EXCERPT TO READ START

“Intentional chaos” is how Springfield’s director of housing, Geraldine McCafferty, described the Trump administration’s recent attempts to issue sweeping policy shifts to the federal government’s main program that supports local governments and non-profits with funding for homelessness response efforts.

The overhaul has been temporarily and partially blocked by a federal judge, but local housing providers and coordinators like McCafferty have been stuck in limbo awaiting federal funds. Despite the court’s temporary action, McCafferty is bracing for dramatic future program changes that will alter how her team administers housing services to the homeless in Springfield and Hampden County.

“They’re dealing with the stress of: Can I reform a program? How do I do that? What am I reforming? At the same time realizing that the people I provide assistance to may all, or a substantial number of them, get evicted in the next however many months,” McCafferty said. “The stress has been really intense.”

EXCERPT TO READ END

EXERCISE SET -
(a) According to the passage about Springfield's homelessness funding, what phrase did Geraldine McCafferty use to describe the Trump administration's recent attempts at policy shifts?
(b) Reproduce the passage about Springfield's homelessness funding between "The overhaul has" and "and Hampden County.", inclusive.
You won't need the material that follows to do any of this.

DATA FOR ANALYSIS START

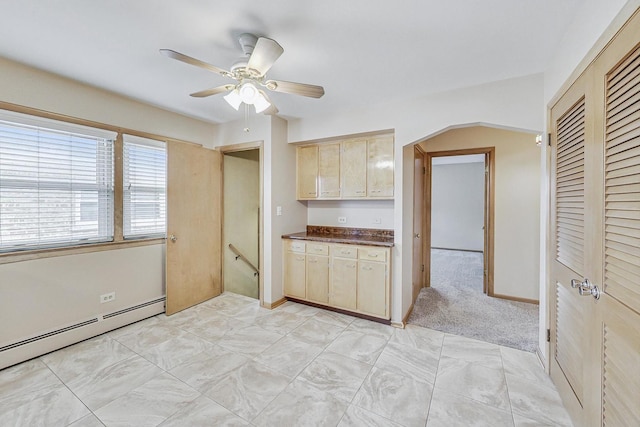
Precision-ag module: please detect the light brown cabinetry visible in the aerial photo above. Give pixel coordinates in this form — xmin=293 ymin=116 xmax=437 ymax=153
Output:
xmin=306 ymin=243 xmax=329 ymax=304
xmin=284 ymin=241 xmax=307 ymax=299
xmin=284 ymin=239 xmax=391 ymax=319
xmin=318 ymin=144 xmax=341 ymax=199
xmin=296 ymin=145 xmax=318 ymax=199
xmin=367 ymin=136 xmax=393 ymax=198
xmin=297 ymin=135 xmax=394 ymax=200
xmin=341 ymin=139 xmax=367 ymax=199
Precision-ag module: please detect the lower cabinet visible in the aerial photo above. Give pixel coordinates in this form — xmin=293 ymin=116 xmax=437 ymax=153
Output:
xmin=284 ymin=239 xmax=391 ymax=319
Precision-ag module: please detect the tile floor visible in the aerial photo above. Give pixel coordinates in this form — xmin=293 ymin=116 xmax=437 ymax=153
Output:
xmin=0 ymin=293 xmax=571 ymax=427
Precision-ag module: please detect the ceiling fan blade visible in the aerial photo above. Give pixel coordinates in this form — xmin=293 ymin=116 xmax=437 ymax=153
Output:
xmin=247 ymin=37 xmax=284 ymax=76
xmin=264 ymin=80 xmax=324 ymax=98
xmin=260 ymin=91 xmax=278 ymax=116
xmin=189 ymin=85 xmax=236 ymax=98
xmin=160 ymin=49 xmax=231 ymax=77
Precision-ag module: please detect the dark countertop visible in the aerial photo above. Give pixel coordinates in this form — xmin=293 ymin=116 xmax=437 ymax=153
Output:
xmin=282 ymin=225 xmax=393 ymax=247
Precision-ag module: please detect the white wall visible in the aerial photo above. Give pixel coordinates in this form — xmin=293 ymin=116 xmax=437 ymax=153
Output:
xmin=300 ymin=200 xmax=393 ymax=231
xmin=431 ymin=162 xmax=484 ymax=252
xmin=0 ymin=58 xmax=216 ymax=369
xmin=289 ymin=74 xmax=544 ymax=323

DATA FOR ANALYSIS END

SOLUTIONS IN ORDER -
(a) "Intentional chaos."

(b)
The overhaul has been temporarily and partially blocked by a federal judge, but local housing providers and coordinators like McCafferty have been stuck in limbo awaiting federal funds. Despite the court’s temporary action, McCafferty is bracing for dramatic future program changes that will alter how her team administers housing services to the homeless in Springfield and Hampden County.